_Directive:_ Could you return every one of the rows below word for word, leaving out the pictures?
* start Records shown *
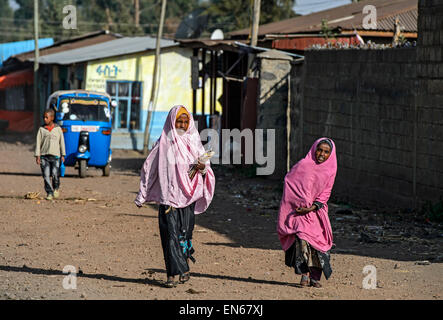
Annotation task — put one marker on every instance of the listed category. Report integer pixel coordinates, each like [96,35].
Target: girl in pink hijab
[165,180]
[303,226]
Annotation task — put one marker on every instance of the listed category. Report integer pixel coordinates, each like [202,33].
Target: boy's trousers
[50,166]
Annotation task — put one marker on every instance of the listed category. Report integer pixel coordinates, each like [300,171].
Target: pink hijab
[307,182]
[164,176]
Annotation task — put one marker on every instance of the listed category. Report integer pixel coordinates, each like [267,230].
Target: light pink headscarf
[164,176]
[308,181]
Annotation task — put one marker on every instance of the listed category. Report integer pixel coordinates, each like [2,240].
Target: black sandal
[315,283]
[170,283]
[185,277]
[304,281]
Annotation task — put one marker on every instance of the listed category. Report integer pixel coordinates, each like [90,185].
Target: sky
[13,4]
[309,6]
[301,7]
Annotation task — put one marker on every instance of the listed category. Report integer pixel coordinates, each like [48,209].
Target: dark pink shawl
[307,182]
[164,176]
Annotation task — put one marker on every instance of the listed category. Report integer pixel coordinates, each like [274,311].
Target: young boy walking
[49,149]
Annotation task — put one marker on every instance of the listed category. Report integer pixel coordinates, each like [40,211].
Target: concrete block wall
[273,105]
[384,110]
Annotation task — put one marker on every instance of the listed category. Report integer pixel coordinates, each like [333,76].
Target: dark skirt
[176,227]
[308,260]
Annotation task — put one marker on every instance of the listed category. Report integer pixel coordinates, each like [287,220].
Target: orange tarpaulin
[19,121]
[18,78]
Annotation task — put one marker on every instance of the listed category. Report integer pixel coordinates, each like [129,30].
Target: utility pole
[254,35]
[255,22]
[154,79]
[137,13]
[36,67]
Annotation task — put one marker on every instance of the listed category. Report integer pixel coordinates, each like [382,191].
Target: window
[128,96]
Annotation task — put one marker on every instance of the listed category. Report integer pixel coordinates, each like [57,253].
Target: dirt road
[115,248]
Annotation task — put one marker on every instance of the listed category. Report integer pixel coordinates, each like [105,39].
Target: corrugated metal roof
[107,49]
[346,17]
[12,48]
[72,43]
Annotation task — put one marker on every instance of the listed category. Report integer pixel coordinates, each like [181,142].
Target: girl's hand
[302,210]
[201,166]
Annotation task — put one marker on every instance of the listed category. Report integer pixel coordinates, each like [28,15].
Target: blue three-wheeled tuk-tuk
[86,120]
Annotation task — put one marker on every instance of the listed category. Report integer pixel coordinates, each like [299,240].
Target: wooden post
[203,80]
[36,68]
[254,35]
[255,22]
[154,79]
[137,13]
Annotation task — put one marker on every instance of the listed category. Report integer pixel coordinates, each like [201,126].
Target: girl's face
[48,118]
[322,153]
[182,123]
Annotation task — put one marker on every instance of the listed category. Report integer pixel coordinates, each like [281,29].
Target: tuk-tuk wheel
[107,170]
[82,168]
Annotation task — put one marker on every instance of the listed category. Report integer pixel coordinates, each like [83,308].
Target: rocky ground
[114,248]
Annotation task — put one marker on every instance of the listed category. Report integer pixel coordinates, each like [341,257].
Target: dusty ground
[115,247]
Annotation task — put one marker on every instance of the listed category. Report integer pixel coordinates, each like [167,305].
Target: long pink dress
[308,181]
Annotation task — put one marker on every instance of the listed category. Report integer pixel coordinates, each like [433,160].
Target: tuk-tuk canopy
[78,94]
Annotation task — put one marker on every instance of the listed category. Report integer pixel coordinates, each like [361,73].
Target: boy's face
[182,123]
[323,152]
[48,118]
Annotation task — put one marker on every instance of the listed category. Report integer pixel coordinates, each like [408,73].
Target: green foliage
[326,30]
[240,13]
[119,16]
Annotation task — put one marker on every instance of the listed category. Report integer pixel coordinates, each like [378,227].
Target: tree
[232,15]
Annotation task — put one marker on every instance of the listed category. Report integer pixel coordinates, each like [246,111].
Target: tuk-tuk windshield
[84,110]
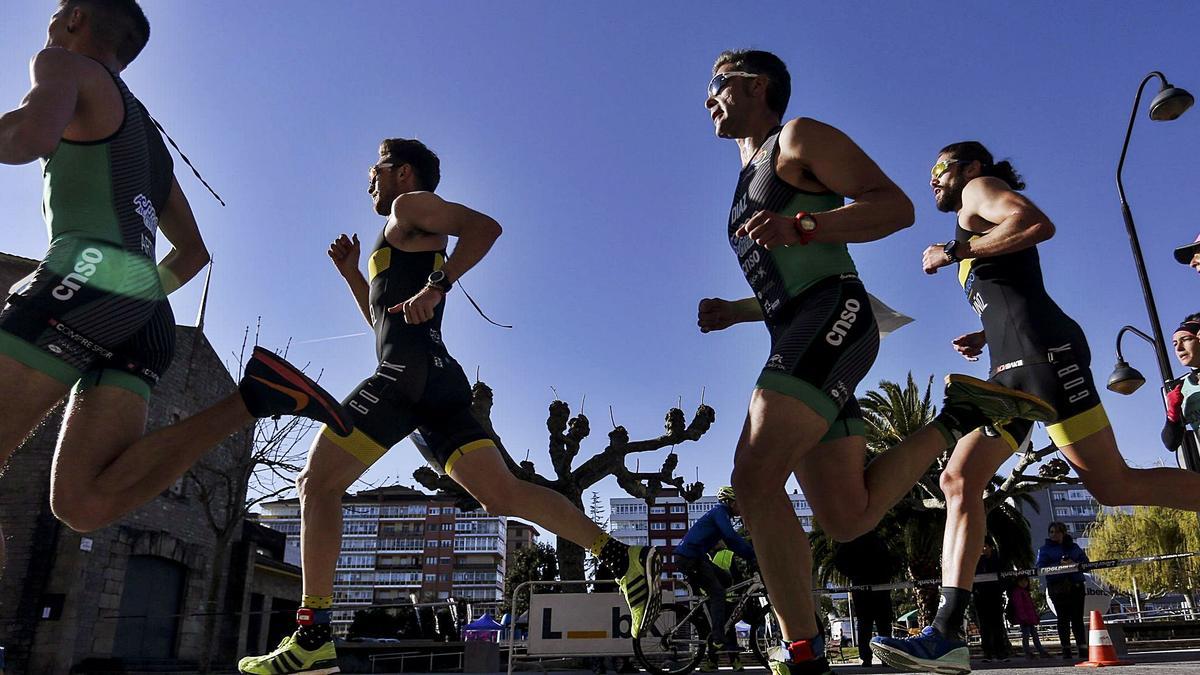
* end Records shown *
_Final result:_
Annotation task — put one marker on every instance of the listed category. Report integer pixel coordinates, each like [96,35].
Target: girl in pink hijab
[165,180]
[303,226]
Annotation task — put one marker on every instance of the listed category. Report integer pixel coordinates, each like [202,33].
Target: boy's trousers
[50,166]
Annotation task — put one marker on every instance of the listed category. Report integer pixel coordinates, each like [300,171].
Target: pink hijab
[307,182]
[164,176]
Annotation task — put one marker on every instance of the listed category. Report integer pixel coordinates, each like [267,230].
Target: light pink headscarf
[164,176]
[308,181]
Annotation task — put one marker on every instance of the listed category. Report integer pixel coordinates, each like [2,240].
Target: black sandal
[315,283]
[170,283]
[185,277]
[304,281]
Annotation task — put one marker on every instance of the listed category. Report integer pixel coordinates, each like [90,185].
Target: sky
[13,4]
[309,6]
[301,7]
Annotation task — put one marker on every instance of the listed category. Report integer pixel coordinates, each like [48,209].
Target: dark pink shawl
[307,182]
[164,176]
Annotation task — put one marker on every instance of the listed category. Report integer pixel coordinates, each like [274,311].
Target: young boy walking
[49,149]
Annotation task — put one marker on every instance of the listed category. Report integer pixel coordinates, each like [40,211].
Target: concrete block wall
[273,105]
[384,110]
Annotation task — put one marker on every instance of the listed category. Report integer pixel coordinates, each like [333,76].
Target: dark skirt
[176,227]
[308,260]
Annotation task — put one marker on every instance of the listed category. Report integer pixel coordinates, each like [287,220].
Target: orange tarpaulin
[19,121]
[18,78]
Annotation task — put one marker on every instance of the listed category. Report integer pixel coordinates, each like [129,30].
Target: utility pole
[254,35]
[255,22]
[154,79]
[137,13]
[36,67]
Annotation task — put one marker on every instance of the listed category. Report integer pixel coordinates, each like [382,191].
Target: window
[128,96]
Annotation task — put one marker on every instance of the listed category. Report integer pixel coordinates, each like [57,253].
Target: dirt road
[115,248]
Annotation task — put one marker on every instance of the listed category. Report integer pixel coordinates, each like [105,39].
Target: corrugated metal roof
[107,49]
[346,17]
[12,48]
[72,43]
Annotation task — put one marker on every instance of the listed category. Report integer pixel coordinates, each like [181,142].
Target: girl's hand
[302,210]
[201,166]
Annotation task — put one marker on every instance of the listed category. Report integer pixel coordinates, each like [28,15].
Target: blue three-wheeled tuk-tuk
[86,120]
Annotation task — put one marker on every instance of the listed category. Report integer pixel coordinates, each like [299,240].
Target: wooden post
[203,80]
[36,68]
[254,35]
[255,22]
[154,79]
[137,13]
Annotation task — put one marker on every instance of the listed category. Report integer pixel coordinates, each like [201,126].
Target: girl's face
[48,118]
[322,153]
[182,123]
Annotation task — put one marker on every instance of the listed category. Report integer pixel coordinates, each like [281,29].
Target: tuk-tuk wheel
[107,170]
[82,168]
Annotation task — put one marker on every instance of the listed category. Report integer pixel coordinates, each like [83,308].
Target: rocky ground
[114,248]
Annotation task — put one marker on every instance of the listed category. Report integer pixel coordinates, each like [341,257].
Target: dusty ground
[115,247]
Annotation task — put one marker on every instance of the listed category. Report integer pixel coordinates, each like [167,305].
Target: long pink dress
[308,181]
Annotation task — put one marker on every instance of the listed category. Report integer pixel coordinates, each like [433,160].
Target: tuk-tuk canopy
[78,94]
Annotation task — put one marker on every instance of the listed category. Report integer pixel coordinates, each like [361,73].
Target: boy's face
[182,123]
[323,152]
[48,118]
Annotation task — put one marker on every instance of the listed category. Report integer pixel coordinates, each like [408,73].
Target: green foliage
[326,30]
[240,13]
[119,16]
Annotation task — put one marker on every instance of the listed category. Report integer pixel coordinates, each like [378,227].
Target: tree
[232,15]
Annotation task — put one marker on every instance of the listed category. Report integer pixel coordinates, each like [246,111].
Target: tuk-tuk windshield
[84,110]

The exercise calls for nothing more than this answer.